Text extract
Question

The pH of a 0.01 M weak acid $\mathrm{HX}\left(\mathrm{K}_{\mathrm{a}}=4 \times 10^{-10}\right)$ is found to be 5 . Now the acid solution is diluted with excess of water so that the pH of the solution changes to 6 . The new concentration of the diluted weak acid is given as $\mathrm{x} \times 10^{-4} \mathrm{M}$. The value of x is _______ (nearest integer).

Hint:

Check the consistency of the given data and ensure the calculations are justified.

Answer 1

Correct Answer: 10

1. Initial pH calculation: \[ \mathrm{HX}_{(\mathrm{aq})} \rightleftharpoons \mathrm{H}_{(\mathrm{aq})}^{+}+\mathrm{X}_{(\mathrm{aq})}^{-} \quad \mathrm{K}_{\mathrm{a}}=4 \times 10^{-10} \] \[ 0.01(1-\alpha) \quad 0.01 \alpha \quad 0.01 \alpha \quad \text{Not justified} \] \[ \Rightarrow 0.01 \alpha=10^{-5} \Rightarrow \alpha=10^{-3} \]
2. Calculate $\mathrm{K}_{\mathrm{a}}$: \[ \mathrm{K}_{\mathrm{a}}=0.01 \alpha^{2}=10^{-8} \]

Given records
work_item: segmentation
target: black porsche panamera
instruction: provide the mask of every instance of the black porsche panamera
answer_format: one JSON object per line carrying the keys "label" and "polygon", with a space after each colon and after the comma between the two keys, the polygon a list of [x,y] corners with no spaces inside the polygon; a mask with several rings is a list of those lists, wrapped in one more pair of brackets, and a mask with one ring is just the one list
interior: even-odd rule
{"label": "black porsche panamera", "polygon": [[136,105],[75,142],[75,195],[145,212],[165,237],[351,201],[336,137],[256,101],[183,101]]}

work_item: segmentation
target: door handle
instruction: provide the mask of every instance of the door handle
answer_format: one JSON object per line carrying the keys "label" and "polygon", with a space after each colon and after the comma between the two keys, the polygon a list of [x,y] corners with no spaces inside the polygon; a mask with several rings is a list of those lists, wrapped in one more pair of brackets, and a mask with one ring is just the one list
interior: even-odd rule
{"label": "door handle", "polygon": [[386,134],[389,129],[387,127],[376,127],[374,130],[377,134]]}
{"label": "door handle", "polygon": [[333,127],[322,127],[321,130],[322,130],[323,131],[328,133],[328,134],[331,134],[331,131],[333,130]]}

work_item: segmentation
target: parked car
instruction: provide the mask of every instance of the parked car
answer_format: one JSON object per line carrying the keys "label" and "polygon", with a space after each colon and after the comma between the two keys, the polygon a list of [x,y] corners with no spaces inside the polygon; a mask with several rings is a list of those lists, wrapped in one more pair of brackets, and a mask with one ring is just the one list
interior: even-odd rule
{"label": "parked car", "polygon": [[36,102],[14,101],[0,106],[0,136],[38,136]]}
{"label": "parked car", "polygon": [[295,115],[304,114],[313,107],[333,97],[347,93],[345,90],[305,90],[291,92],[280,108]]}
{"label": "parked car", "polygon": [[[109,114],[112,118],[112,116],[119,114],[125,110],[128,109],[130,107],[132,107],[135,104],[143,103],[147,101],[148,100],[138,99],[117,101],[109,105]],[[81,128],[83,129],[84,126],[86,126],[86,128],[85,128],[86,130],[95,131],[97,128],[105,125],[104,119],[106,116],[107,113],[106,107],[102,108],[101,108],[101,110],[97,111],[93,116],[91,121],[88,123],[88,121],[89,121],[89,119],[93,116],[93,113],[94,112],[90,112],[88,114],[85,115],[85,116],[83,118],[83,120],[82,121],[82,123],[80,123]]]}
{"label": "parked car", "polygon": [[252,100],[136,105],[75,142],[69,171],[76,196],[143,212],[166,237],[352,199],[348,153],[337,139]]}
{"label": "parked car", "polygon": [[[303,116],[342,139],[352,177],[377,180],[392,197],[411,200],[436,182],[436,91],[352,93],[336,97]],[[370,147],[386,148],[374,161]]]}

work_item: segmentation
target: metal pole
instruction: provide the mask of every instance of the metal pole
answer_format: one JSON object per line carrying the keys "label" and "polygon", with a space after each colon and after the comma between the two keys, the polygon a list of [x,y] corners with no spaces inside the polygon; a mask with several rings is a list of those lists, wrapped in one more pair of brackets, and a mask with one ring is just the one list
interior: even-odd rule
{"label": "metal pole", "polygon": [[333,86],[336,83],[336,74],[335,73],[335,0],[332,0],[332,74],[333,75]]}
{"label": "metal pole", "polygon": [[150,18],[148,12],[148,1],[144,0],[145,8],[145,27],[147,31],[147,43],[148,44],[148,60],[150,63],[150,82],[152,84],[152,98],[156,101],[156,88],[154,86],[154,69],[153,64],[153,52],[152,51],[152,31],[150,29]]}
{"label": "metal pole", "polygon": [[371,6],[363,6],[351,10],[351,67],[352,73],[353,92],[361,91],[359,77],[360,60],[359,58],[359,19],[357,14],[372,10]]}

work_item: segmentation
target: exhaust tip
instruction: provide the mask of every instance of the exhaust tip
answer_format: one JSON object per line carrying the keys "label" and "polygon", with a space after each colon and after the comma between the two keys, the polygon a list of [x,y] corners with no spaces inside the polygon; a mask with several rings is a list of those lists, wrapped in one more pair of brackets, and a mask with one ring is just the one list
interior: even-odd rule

---

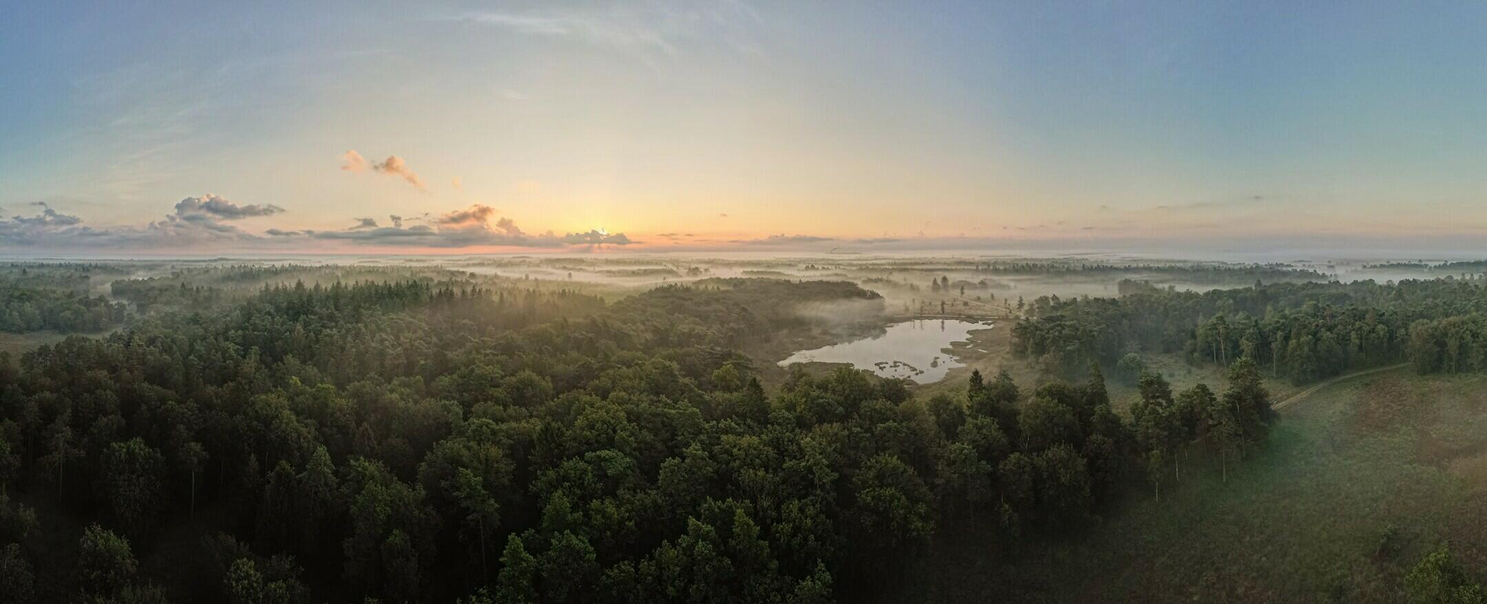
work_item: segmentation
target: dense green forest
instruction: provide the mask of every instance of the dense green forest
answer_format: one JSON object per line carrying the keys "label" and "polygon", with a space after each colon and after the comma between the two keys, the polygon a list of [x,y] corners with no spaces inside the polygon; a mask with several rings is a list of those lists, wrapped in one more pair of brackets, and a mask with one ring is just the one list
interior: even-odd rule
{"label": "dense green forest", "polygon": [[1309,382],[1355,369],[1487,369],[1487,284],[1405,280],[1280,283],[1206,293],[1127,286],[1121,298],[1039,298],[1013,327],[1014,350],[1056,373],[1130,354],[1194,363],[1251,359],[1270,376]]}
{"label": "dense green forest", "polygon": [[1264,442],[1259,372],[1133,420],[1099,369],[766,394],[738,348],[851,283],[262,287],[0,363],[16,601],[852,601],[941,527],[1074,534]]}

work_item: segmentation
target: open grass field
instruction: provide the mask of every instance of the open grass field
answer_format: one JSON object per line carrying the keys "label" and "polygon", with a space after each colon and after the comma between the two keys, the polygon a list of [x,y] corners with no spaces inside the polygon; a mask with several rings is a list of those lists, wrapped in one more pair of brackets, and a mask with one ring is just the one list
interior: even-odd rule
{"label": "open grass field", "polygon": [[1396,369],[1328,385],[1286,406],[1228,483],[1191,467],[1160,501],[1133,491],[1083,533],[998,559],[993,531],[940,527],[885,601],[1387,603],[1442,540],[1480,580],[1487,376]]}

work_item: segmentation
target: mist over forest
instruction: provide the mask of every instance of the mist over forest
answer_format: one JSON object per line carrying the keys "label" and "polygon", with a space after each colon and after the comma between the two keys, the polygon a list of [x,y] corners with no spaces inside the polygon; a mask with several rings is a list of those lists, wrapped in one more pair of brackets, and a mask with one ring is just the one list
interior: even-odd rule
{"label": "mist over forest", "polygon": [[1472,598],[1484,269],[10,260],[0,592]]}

Problem set
A) Translate this sentence from the weak acid dilution problem into Spanish: "Check the consistency of the given data and ensure the calculations are justified."
B) Pull out every line of the entries that contains the string "black", treating uppercase and lowercase as different.

Responses by task
A) Comprueba la coherencia de los datos proporcionados y asegúrate de que los cálculos estén justificados.

B)
target: black porsche panamera
instruction: provide the mask of every instance of the black porsche panamera
{"label": "black porsche panamera", "polygon": [[136,105],[75,142],[75,195],[145,212],[165,237],[351,201],[336,137],[256,101],[183,101]]}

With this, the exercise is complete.